_TASK REQUIREMENTS_.
1. Reproduce word for word the passage of the text on 201 CMR 17.00 compliance from "The answer to" up to and including "safeguard issues now.".
2. Write the next part of the text on 201 CMR 17.00 compliance, picking up after its final sentence.

(READING TEXT Opens)

Discussion continues and questions abound. Will this set the bar nationwide as the articulation of what constitutes “reasonable security” for personal information? How should companies handle the varying risk of harm standards when dealing with state laws and federal law, such as the HITECH Act?

At the beginning of the “countdown” to the March 1st effective date of 201 CMR 17.00, we offered some posts with “misapprehensions” and compliance suggestions (see
16 Days to March 1….. and Countdown to compliance with 201 CMR 17.00…..11 days). Here are some questions that have been reoccurring over the last few weeks:

1) What should I be doing about the requirement relating to third party service providers and how does my company get “assurances” that those service providers (like payroll and benefits) are in compliance?

The answer to this will depend upon the kind of access and extent of information that the vendors have. Some companies have created extensive 3rd party/ vendor PI due diligence forms and processes. In the end, all your vendors should provide their own attestation that they are capable of meeting the requirements of 201 CMR 17.00 as part of the vendor review process, and it should be part of the contract. Depending on the situation, targeted risk assessments of vendors may be appropriate, as well as detailed security exhibits attached to contractual agreements. With existing service providers, if the contract is in place by Monday, you will have two years to amend it….but you should be addressing the security safeguard issues now.

2) What about faxes? How can I encrypt those, and is that required under 201 CMR 17,04?

(READING TEXT Closes)
(PROVIDED MATERIAL Opens)

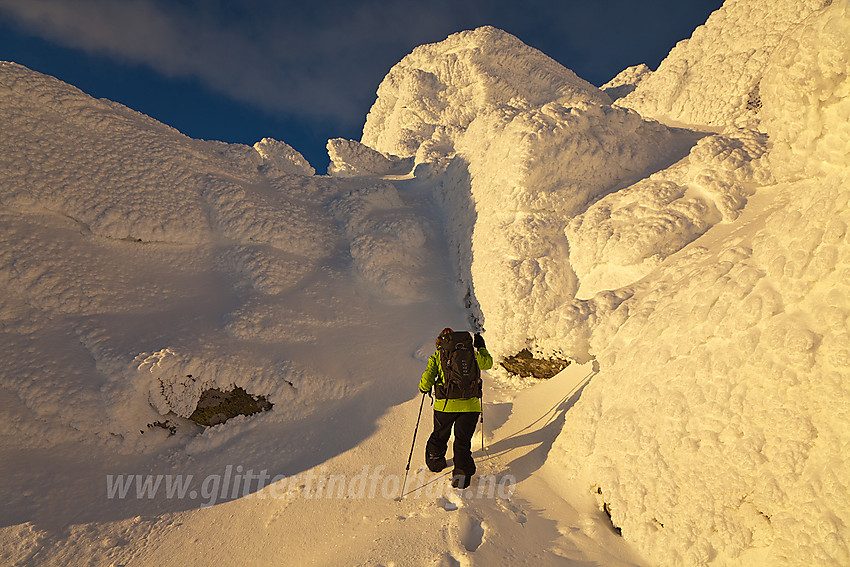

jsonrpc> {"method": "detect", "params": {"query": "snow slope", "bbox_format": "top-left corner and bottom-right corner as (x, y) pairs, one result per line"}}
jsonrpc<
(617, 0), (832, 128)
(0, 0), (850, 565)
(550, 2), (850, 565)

(PROVIDED MATERIAL Closes)
(PROVIDED MATERIAL Opens)

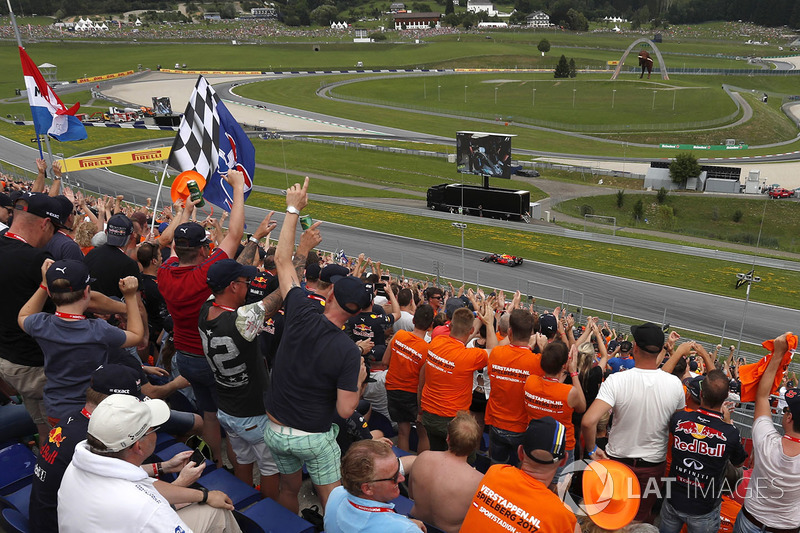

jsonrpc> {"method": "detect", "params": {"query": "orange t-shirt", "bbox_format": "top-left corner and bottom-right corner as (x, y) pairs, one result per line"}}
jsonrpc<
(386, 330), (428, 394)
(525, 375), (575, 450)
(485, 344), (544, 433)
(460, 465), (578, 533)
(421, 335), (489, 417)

(PROVIDED MATERIAL Closes)

_ANSWERS BY TASK_.
1.
The answer to this will depend upon the kind of access and extent of information that the vendors have. Some companies have created extensive 3rd party/ vendor PI due diligence forms and processes. In the end, all your vendors should provide their own attestation that they are capable of meeting the requirements of 201 CMR 17.00 as part of the vendor review process, and it should be part of the contract. Depending on the situation, targeted risk assessments of vendors may be appropriate, as well as detailed security exhibits attached to contractual agreements. With existing service providers, if the contract is in place by Monday, you will have two years to amend it….but you should be addressing the security safeguard issues now.

2.
A rather complex answer, but if the fax machine is using the Plain Old Telephone System (POTS to telecom engineers) this is not a “Public Transport” as used in 17.04(3). POTS is a private, switched, 2 party connection. The fax transmission in this case is simply not traveling over a public connection….and does not need to be encrypted nor would the fax machine require an encryption key technology. There are many other concerns with the “process” of sending and receiving faxes, most of these fall under logical or physical access controls, that are required elsewhere in 201 CMR 17.00. One thought of caution, is that there are many FAX systems that are NOT, 100% based on POTS or based on private switched network technology. If your business uses eFax or some other Internet-based form of transmission, that may be going to a traditional fax machine — it’s POTS to me, but an email to you that is traveling over the public network. If you have a concern about the security of PI in a process, then you most likely have something which needs to be locked down and controlled.

3) We have a good handle on the computer system security requirements and the technical issues, including the whole portable device issue, but what about all that paper?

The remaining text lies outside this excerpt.